* start LISTED RECORDS *
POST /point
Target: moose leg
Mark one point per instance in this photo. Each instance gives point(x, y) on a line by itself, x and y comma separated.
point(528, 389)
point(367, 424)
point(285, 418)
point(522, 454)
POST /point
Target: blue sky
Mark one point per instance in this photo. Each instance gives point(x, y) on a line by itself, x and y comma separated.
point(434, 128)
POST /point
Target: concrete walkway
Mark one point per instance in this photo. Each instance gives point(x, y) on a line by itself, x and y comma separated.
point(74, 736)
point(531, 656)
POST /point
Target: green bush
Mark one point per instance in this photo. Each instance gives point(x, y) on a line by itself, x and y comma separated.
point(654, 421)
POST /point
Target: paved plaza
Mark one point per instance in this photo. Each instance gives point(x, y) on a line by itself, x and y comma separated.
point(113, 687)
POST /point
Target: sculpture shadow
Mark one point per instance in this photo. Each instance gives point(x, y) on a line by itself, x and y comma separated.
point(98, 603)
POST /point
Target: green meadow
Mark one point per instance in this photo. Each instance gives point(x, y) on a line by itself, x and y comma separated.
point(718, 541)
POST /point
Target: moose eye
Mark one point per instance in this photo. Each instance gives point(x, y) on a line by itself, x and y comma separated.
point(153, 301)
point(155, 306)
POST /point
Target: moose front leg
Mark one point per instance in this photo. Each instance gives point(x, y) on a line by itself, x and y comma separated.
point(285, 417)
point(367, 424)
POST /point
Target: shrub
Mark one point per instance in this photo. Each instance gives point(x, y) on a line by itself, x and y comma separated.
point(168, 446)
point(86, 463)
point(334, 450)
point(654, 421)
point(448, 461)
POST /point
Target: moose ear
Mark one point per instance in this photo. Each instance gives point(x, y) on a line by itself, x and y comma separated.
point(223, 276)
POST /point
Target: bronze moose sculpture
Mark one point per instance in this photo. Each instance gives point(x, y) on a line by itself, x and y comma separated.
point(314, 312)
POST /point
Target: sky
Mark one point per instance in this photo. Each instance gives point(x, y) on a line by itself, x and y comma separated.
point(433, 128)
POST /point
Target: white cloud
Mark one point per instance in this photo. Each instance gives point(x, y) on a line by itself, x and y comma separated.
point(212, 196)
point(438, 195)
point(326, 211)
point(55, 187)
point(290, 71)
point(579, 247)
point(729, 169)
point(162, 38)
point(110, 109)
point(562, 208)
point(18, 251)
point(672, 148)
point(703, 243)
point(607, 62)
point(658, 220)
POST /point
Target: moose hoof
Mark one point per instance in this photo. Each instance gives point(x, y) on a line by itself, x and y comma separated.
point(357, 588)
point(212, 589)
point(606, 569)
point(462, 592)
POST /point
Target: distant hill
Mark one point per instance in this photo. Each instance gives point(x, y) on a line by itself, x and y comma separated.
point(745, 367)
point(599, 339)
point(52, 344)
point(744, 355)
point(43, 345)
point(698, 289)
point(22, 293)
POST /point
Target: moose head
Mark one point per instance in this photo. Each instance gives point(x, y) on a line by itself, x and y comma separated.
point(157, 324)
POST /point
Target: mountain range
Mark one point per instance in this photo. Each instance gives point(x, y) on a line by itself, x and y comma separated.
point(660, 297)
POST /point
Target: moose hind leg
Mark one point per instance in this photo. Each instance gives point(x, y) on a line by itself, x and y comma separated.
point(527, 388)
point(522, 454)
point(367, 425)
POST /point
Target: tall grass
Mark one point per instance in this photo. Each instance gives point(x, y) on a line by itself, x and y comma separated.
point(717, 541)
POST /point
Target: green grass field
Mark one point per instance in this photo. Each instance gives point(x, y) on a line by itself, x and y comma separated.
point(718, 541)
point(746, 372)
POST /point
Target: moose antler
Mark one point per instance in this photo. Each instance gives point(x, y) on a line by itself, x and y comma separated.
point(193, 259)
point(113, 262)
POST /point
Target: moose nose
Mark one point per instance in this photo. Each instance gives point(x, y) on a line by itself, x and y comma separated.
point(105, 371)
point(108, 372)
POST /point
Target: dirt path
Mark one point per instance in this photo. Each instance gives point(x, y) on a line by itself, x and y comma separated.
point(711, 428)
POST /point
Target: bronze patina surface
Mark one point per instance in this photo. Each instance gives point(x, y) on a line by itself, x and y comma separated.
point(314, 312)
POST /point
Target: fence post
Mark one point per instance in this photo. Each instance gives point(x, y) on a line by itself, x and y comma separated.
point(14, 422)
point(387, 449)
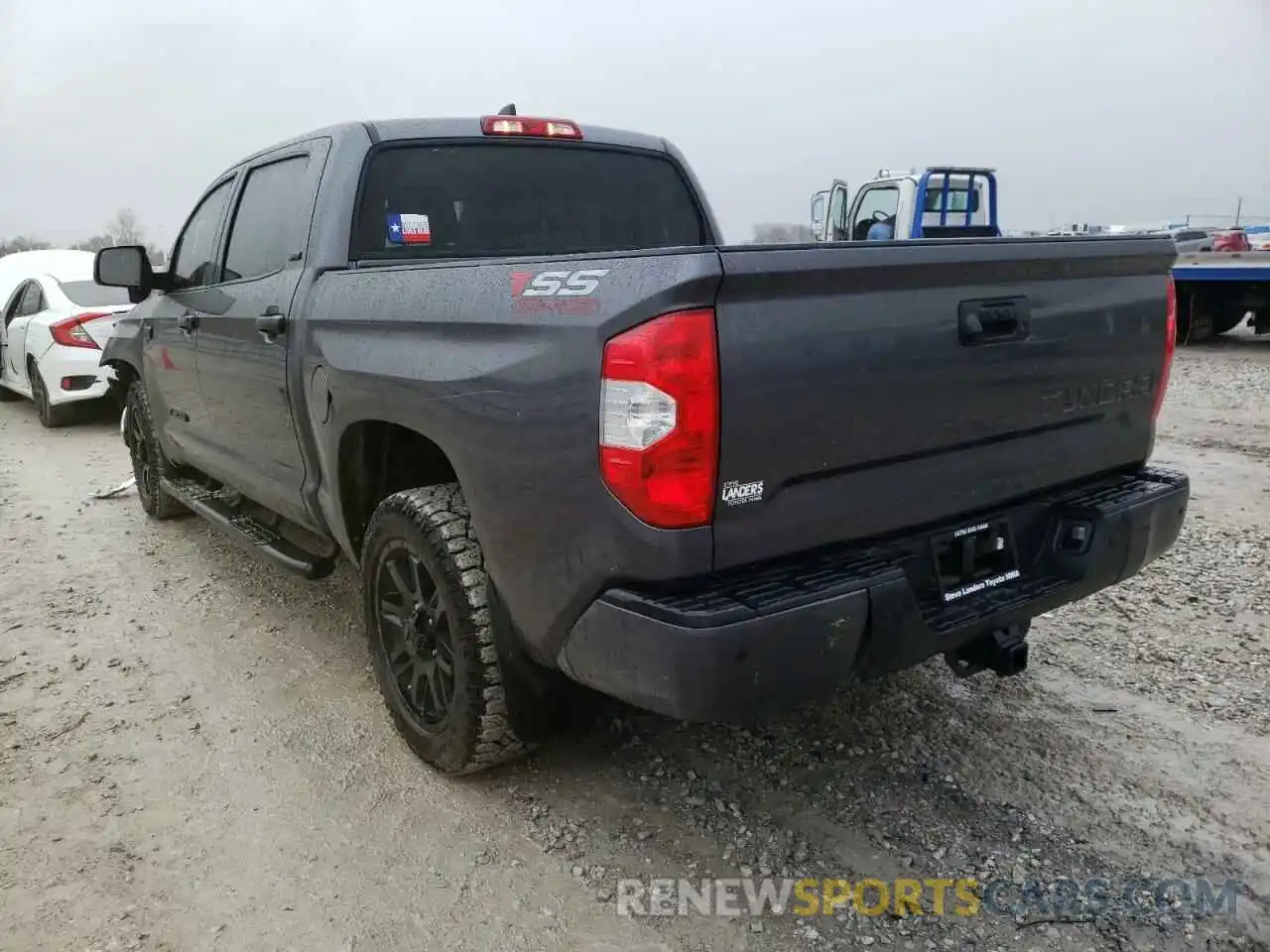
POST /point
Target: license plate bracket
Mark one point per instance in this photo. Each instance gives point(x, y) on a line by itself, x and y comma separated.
point(974, 557)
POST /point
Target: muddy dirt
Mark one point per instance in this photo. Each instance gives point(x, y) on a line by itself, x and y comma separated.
point(193, 754)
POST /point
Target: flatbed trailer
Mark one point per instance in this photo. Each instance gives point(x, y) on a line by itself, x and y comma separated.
point(1216, 291)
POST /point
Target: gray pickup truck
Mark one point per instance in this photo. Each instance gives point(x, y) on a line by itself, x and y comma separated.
point(506, 368)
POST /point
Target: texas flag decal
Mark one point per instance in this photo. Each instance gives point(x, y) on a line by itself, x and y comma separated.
point(409, 230)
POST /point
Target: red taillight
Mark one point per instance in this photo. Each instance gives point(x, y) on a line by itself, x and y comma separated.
point(1170, 345)
point(659, 419)
point(70, 331)
point(526, 126)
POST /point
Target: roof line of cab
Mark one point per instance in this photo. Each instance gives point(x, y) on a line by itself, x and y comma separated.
* end LISTED RECORDS *
OBJECTIVE> Update the records from their start through the line containing "point(155, 306)", swapping "Target" for "Query" and keeping every other character as it is.

OUTPUT BELOW>
POST /point
Query: moose leg
Mark one point per instance in this photo. Each instance gives point(x, y) on a line by itself, x and y comma separated.
point(528, 389)
point(367, 424)
point(285, 418)
point(522, 454)
POST /point
Query: blue sky
Mark one point per instance in this photo. Each instance gives point(x, y) on a line by itself, x and y comma separated.
point(434, 128)
POST /point
Query: concrete walkway
Mark one point per instance in this photo. Each instance gives point(x, y) on a line by itself, x and y comma separated.
point(74, 736)
point(531, 656)
POST /point
Query: green bush
Mark one point per instance in this photo. Each instance gives point(x, y) on a line by itself, x and y comma separated.
point(654, 421)
POST /point
Query: paved plaza
Mark one point per instance in this photo. Each instance gives point(x, y) on a line by itself, x and y comma separated.
point(113, 687)
POST /point
Query: sculpture shadow
Mark one point per instance in this photo. Each instance gives point(x, y) on a line by itself, x and y comma separated.
point(98, 603)
POST /point
Query: green meadow
Mark one point per instance in this photo. Each instance gives point(x, y) on a line by itself, x and y comma separated.
point(718, 541)
POST /point
Query: moose eye
Mark one point per instance in this photo. Each instance gives point(x, y) on a line by itself, x and y comma separated.
point(153, 301)
point(155, 306)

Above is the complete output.